• **Excerpted passage**:
The King County Council’s comprehensive plan committee held a meeting last week at Snoqualmie Middle School to take input from the public on several proposals. The change proposed for Snoqualmie Valley is for the site planned for a new Snoqualmie Valley Hospital. The change, proposed by King County Executive Ron Sims, says that for every one acre of land added to an Urban Growth Area, four acres must be dedicated to King County as open space.
The meeting was held to talk about this proposal along with several others. Unfortunately, some residents confused the viability of a new hospital with this potential King County land grab.
There are many detractors of planned hospital growth and the hospital district. I agree that more information on financials and the viability of a new hospital needs to be examined. But those arguments need to be taken up with the hospital commissioners. If the commissioners aren’t listening, then they need to be replaced at an upcoming election.
Let’s take the county’s actions for what they are. This is a pilot project to apply the principals of the “Transfer of Development Rights” program.

• **Work task**:
Pick up the opinion piece on King County's open-space proposal for the Snoqualmie Valley Hospital site and continue it from its last sentence.

• **The data**:
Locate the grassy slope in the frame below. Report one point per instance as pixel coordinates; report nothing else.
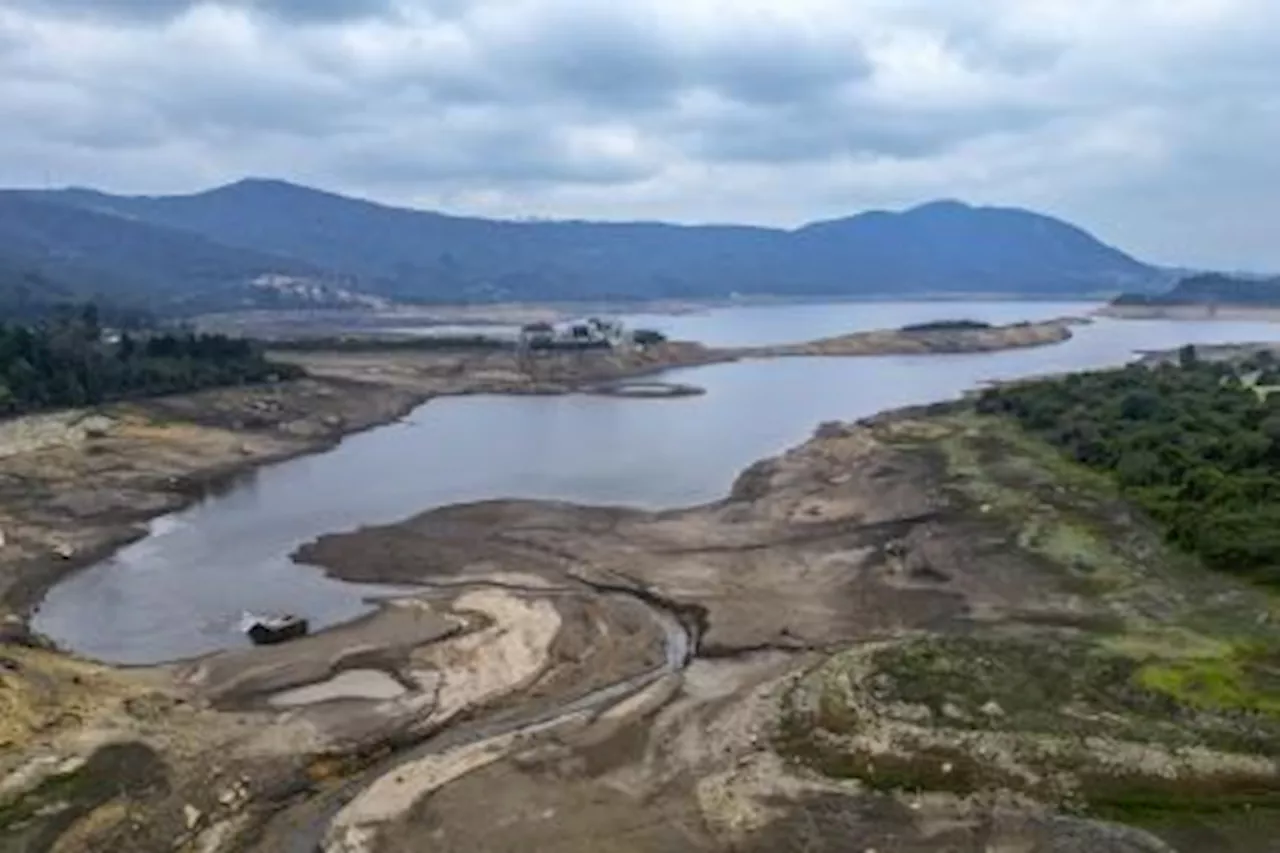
(1153, 697)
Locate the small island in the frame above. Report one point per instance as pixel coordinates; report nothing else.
(940, 337)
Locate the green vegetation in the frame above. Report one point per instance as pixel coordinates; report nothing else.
(1127, 683)
(947, 325)
(1192, 443)
(71, 361)
(118, 772)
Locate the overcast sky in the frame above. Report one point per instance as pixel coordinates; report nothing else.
(1153, 123)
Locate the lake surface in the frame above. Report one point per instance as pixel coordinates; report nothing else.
(179, 592)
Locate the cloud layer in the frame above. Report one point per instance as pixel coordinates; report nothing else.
(1155, 123)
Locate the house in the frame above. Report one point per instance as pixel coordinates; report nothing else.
(536, 334)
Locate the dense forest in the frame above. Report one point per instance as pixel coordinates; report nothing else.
(71, 361)
(1194, 443)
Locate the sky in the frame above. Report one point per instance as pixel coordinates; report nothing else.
(1152, 123)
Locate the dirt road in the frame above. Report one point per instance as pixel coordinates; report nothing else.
(773, 671)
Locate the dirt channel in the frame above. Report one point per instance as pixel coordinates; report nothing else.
(737, 676)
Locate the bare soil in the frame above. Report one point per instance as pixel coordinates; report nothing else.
(538, 703)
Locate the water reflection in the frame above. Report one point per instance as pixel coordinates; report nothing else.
(178, 592)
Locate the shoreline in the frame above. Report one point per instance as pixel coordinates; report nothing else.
(819, 575)
(388, 398)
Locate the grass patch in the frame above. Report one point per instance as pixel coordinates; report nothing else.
(114, 772)
(1247, 678)
(1148, 801)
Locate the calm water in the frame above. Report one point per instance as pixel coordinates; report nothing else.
(179, 592)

• **Exercise output**:
The hospital district is a non-profit entity that benefits the public good. It shouldn’t be subject to the whims of the county executive to preserve open space, so he and his neighbors in Seattle can have a place to have fun on the weekends. The same could be said for a fire department or a school. What if this were the site selected for the new high school? Would you be more inclined to support his thinking, or would you be upset?
The Snoqualmie Valley has done its fair share of assisting to preserve open space. Several speakers brought up projects such as Meadowbrook Farm and the Snoqualmie Falls viewshed. Acres of land have already been set aside for permanent open space. This is a direct attack on property rights and nothing more.
Let’s send a clear message that we don’t want the county to further hinder our property rights. And for those upset with the hospital district, please recognize that this land grab is not the way to get the hospital district to hear your concerns. The issue is much larger than a new hospital and its financial viability.